> [Stated task] Rewrite each line of the material below as a numbered list, leaving out any blank lines.

════════════════════

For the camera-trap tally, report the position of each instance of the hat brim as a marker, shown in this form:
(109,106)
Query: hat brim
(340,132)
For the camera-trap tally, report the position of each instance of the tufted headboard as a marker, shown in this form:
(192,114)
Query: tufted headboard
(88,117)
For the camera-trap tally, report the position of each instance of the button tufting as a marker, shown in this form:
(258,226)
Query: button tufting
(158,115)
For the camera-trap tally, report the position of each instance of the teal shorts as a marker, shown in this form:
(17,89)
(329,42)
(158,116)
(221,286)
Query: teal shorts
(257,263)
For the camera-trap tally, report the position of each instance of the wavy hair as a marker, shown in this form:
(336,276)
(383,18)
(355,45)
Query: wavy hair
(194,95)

════════════════════

> [Answer to the task]
1. For the camera-trap tally, report the position of each instance of the hat brim as a marker, shown in this form:
2. (109,106)
3. Query: hat brim
4. (340,132)
5. For the camera-trap tally, report the position of each instance of the tufted headboard as a marker, shown in this form:
6. (192,114)
7. Query: tufted headboard
8. (88,117)
9. For the camera-trap tally, report the position of each instance of the button tufting as a marker, shown in this form:
10. (258,226)
11. Query: button tufting
12. (158,115)
13. For the camera-trap tally, report the position of each instance of the teal shorts as a marker, shown in this form:
14. (17,89)
15. (329,42)
16. (158,116)
17. (221,286)
18. Query: teal shorts
19. (257,263)
20. For the camera-trap tally, report the position of each instance of the wavy hair as a marker, shown in this form:
21. (336,276)
22. (383,18)
23. (355,45)
24. Query: wavy hair
25. (194,95)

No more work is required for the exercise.